:: Data for this task
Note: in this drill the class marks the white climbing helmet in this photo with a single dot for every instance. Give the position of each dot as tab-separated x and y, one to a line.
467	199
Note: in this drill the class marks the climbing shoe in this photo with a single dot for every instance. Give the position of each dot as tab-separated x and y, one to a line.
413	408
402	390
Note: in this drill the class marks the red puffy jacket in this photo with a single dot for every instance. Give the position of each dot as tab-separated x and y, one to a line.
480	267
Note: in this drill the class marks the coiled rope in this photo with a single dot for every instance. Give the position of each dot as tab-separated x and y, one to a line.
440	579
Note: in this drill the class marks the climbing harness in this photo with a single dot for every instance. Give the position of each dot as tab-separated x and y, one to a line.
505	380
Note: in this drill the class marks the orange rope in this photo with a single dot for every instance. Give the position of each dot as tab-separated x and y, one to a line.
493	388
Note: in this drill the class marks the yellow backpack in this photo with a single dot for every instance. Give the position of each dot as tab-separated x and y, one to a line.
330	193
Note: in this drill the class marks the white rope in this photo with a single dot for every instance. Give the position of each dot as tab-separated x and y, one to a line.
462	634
::::
:: Data for this task
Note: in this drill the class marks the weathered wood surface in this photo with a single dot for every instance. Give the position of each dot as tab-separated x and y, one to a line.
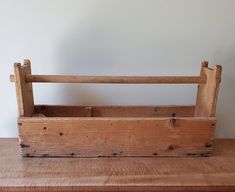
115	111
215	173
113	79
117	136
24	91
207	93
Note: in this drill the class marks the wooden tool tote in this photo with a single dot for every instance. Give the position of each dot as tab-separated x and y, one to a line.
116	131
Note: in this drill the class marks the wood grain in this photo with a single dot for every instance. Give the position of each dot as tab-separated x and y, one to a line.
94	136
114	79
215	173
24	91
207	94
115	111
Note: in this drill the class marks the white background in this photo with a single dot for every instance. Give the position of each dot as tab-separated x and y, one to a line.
::::
Instructions for the task:
Reprint exactly the lines above that start at the one with "Note: in this drill the class marks the wooden" and end at the one with "Note: in this drill the class marks the white background", keeping both and adding none.

Exercise result:
Note: in this drill the class marks the wooden tool tote in this photo with a single dot for every instance. Give the position of each dot as tab-separated x and y, one to a line.
116	131
Note: in this drill the class marks the wood grain in this photo with a single dot for every instance. Give the position of each dot as tab-separated x and y, one to a line.
94	136
114	79
215	173
24	91
207	94
115	111
Note: in this drill the class marks the white background in this photo with a single dot for every instance. Give the position of each dot as tab-separated x and y, one to a line.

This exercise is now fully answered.